▸ **Referring expression data**:
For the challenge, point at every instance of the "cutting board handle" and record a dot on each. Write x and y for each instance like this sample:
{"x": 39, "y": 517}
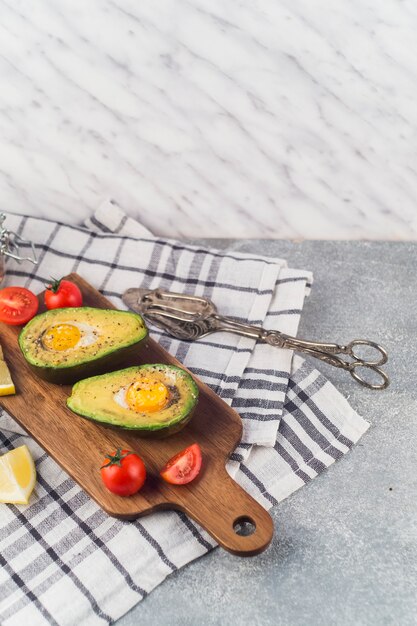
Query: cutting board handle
{"x": 224, "y": 513}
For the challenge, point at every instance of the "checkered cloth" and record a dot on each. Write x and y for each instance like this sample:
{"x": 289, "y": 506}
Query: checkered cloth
{"x": 62, "y": 550}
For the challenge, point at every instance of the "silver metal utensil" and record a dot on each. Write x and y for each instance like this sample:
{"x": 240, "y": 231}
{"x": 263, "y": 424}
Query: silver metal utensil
{"x": 9, "y": 247}
{"x": 191, "y": 317}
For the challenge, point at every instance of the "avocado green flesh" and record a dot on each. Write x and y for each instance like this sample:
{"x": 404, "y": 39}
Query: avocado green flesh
{"x": 108, "y": 338}
{"x": 101, "y": 398}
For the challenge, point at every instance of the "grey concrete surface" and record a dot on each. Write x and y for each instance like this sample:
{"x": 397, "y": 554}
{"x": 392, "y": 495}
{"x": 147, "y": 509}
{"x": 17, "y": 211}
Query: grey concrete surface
{"x": 345, "y": 546}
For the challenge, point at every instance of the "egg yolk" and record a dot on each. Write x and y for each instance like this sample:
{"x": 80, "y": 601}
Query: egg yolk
{"x": 147, "y": 395}
{"x": 61, "y": 337}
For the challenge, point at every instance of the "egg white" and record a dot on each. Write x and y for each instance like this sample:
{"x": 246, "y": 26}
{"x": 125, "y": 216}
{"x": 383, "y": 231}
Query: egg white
{"x": 120, "y": 397}
{"x": 89, "y": 334}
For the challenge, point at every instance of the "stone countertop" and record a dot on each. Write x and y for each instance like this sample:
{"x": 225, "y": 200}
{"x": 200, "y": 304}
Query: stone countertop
{"x": 288, "y": 118}
{"x": 345, "y": 546}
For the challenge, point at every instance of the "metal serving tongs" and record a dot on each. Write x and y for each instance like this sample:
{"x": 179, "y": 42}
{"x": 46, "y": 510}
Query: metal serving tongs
{"x": 191, "y": 317}
{"x": 9, "y": 247}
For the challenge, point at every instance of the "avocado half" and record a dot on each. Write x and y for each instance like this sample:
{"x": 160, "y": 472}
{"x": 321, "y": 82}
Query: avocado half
{"x": 108, "y": 399}
{"x": 65, "y": 345}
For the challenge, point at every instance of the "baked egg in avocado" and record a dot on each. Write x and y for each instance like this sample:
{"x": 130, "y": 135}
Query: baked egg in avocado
{"x": 150, "y": 399}
{"x": 65, "y": 345}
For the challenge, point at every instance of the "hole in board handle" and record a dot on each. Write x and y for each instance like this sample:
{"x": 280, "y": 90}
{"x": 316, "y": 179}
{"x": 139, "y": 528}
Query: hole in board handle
{"x": 244, "y": 526}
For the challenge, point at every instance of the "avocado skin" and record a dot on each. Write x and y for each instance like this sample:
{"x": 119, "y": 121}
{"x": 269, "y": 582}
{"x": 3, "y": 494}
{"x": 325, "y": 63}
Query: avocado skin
{"x": 115, "y": 359}
{"x": 69, "y": 375}
{"x": 160, "y": 433}
{"x": 150, "y": 430}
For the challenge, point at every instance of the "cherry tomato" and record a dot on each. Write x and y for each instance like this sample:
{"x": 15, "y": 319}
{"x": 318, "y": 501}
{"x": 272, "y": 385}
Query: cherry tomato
{"x": 183, "y": 467}
{"x": 17, "y": 305}
{"x": 123, "y": 472}
{"x": 62, "y": 293}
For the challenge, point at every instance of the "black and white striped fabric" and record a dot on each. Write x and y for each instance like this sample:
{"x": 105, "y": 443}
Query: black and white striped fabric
{"x": 62, "y": 550}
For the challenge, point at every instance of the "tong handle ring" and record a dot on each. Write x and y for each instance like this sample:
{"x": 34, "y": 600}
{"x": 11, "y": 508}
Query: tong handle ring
{"x": 350, "y": 350}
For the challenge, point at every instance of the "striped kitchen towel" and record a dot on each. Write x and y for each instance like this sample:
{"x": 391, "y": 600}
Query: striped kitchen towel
{"x": 62, "y": 550}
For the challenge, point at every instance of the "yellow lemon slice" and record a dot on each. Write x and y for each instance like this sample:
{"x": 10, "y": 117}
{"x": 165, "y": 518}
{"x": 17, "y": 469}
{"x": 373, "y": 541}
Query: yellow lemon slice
{"x": 17, "y": 476}
{"x": 6, "y": 383}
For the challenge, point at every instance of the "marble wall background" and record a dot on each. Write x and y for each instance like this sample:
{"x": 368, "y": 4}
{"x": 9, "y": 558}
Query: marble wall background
{"x": 246, "y": 118}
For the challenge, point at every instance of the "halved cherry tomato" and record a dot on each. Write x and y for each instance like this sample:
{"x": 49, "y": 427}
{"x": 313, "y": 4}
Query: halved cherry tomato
{"x": 17, "y": 305}
{"x": 183, "y": 467}
{"x": 123, "y": 472}
{"x": 62, "y": 293}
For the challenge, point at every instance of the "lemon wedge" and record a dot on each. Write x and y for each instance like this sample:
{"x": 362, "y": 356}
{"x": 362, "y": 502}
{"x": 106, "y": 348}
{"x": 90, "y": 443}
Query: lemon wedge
{"x": 17, "y": 476}
{"x": 6, "y": 384}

▸ **What the exercise asks**: With the pictures removed, return all the entries exactly.

▸ **Answer to the problem**:
For the challenge, point at every instance of the "cutting board handle" and record a dot on each. Write x and y for each instance like this sample:
{"x": 39, "y": 517}
Query: cutting board handle
{"x": 224, "y": 513}
For the challenge, point at every instance of the "checkered cloth" and record a dot on each. Write x and y for each instance like this sample:
{"x": 289, "y": 506}
Query: checkered cloth
{"x": 62, "y": 550}
For the challenge, point at every instance of the "silver metal utensil" and record a dot on each. Write x and y for each instance like this sample:
{"x": 240, "y": 231}
{"x": 263, "y": 424}
Query: silver metal utensil
{"x": 9, "y": 247}
{"x": 191, "y": 317}
For the challenge, point at every instance of the "avocado green flesh" and record a dot on each. Write x and y for each instance like this sample:
{"x": 404, "y": 39}
Query: avocado green flesh
{"x": 108, "y": 338}
{"x": 101, "y": 398}
For the challenge, point at every instance of the "grey concrete surface" and record a dot on each. Write x and y for each instance like this sample:
{"x": 397, "y": 554}
{"x": 392, "y": 495}
{"x": 147, "y": 509}
{"x": 17, "y": 211}
Query: grey concrete surface
{"x": 345, "y": 546}
For the challenge, point at every instance of the "egg yolk" and record a dot on each. Write x and y for each instance like this sample:
{"x": 80, "y": 601}
Query: egg yolk
{"x": 147, "y": 395}
{"x": 61, "y": 337}
For the challenge, point at every instance of the "egg white" and record a dot on each. Write x and y for each instance like this sample:
{"x": 246, "y": 26}
{"x": 125, "y": 216}
{"x": 383, "y": 231}
Query: egg white
{"x": 120, "y": 397}
{"x": 89, "y": 334}
For the challenge, point at every instance of the "stone countertop" and record a dot on each. Write x and y for each instance like this sample:
{"x": 225, "y": 200}
{"x": 200, "y": 304}
Query: stone countertop
{"x": 288, "y": 118}
{"x": 345, "y": 546}
For the challenge, point at every instance of the "metal serving tongs" and record a dot on each. Write x and y for each instance like this sample:
{"x": 179, "y": 42}
{"x": 46, "y": 510}
Query: metal serving tongs
{"x": 191, "y": 317}
{"x": 9, "y": 247}
For the challenge, point at every instance of the "avocado half" and record a dot on each. Write x and y for each instance like this sample:
{"x": 160, "y": 472}
{"x": 321, "y": 82}
Query: avocado half
{"x": 108, "y": 399}
{"x": 65, "y": 345}
For the challenge, point at every instance of the "baked egg in avocado" and record a dot on each. Write x and y for each instance like this sample:
{"x": 130, "y": 135}
Query: baked egg in avocado
{"x": 150, "y": 399}
{"x": 65, "y": 345}
For the challenge, point at every instance of the "hole in board handle" and record a dot on each. Write x and y for each instance like this sample:
{"x": 280, "y": 90}
{"x": 316, "y": 179}
{"x": 139, "y": 528}
Query: hole in board handle
{"x": 244, "y": 526}
For the challenge, point at every instance of the "avocado skin" and record a dot on each. Write x and y for each instance like this sample:
{"x": 119, "y": 121}
{"x": 269, "y": 582}
{"x": 3, "y": 494}
{"x": 325, "y": 63}
Query: avocado skin
{"x": 115, "y": 359}
{"x": 69, "y": 375}
{"x": 160, "y": 433}
{"x": 150, "y": 430}
For the challenge, point at every instance of the "cherry tomato" and record a dot on each. Write x and y for each instance like this sample:
{"x": 15, "y": 319}
{"x": 318, "y": 501}
{"x": 272, "y": 385}
Query: cherry tomato
{"x": 183, "y": 467}
{"x": 17, "y": 305}
{"x": 123, "y": 472}
{"x": 62, "y": 293}
For the challenge, point at every instance of the "black and white striped fabric" and record a dot on each. Write x and y for each instance like this sample:
{"x": 105, "y": 443}
Query: black and white striped fabric
{"x": 62, "y": 550}
For the challenge, point at every instance of the "tong handle ring" and record a dot on each. Write x and y for each instance like this sample:
{"x": 34, "y": 600}
{"x": 11, "y": 508}
Query: tong handle ring
{"x": 350, "y": 350}
For the challenge, point at every instance of the "striped kitchen towel" and record a dot on each. Write x and y for each instance like this sample:
{"x": 391, "y": 600}
Query: striped kitchen towel
{"x": 62, "y": 550}
For the challenge, point at every instance of the "yellow lemon slice" and record a dot on each. Write x and y for each instance like this sample:
{"x": 10, "y": 117}
{"x": 165, "y": 518}
{"x": 17, "y": 469}
{"x": 373, "y": 541}
Query: yellow lemon slice
{"x": 17, "y": 476}
{"x": 6, "y": 383}
For the challenge, point at every instance of the "marble wall background" and record a dot on each. Write x and y for each instance like this sample:
{"x": 368, "y": 4}
{"x": 9, "y": 558}
Query: marble wall background
{"x": 246, "y": 118}
For the challenge, point at every instance of the "halved cherry tomato" and record a dot on each. Write x and y for each instance like this sample:
{"x": 49, "y": 427}
{"x": 313, "y": 4}
Query: halved cherry tomato
{"x": 17, "y": 305}
{"x": 183, "y": 467}
{"x": 123, "y": 472}
{"x": 62, "y": 293}
For the challenge, point at every instance of the "lemon wedge" and record a dot on each. Write x and y for each instance like this sample:
{"x": 362, "y": 356}
{"x": 362, "y": 502}
{"x": 106, "y": 348}
{"x": 90, "y": 443}
Query: lemon wedge
{"x": 17, "y": 476}
{"x": 6, "y": 384}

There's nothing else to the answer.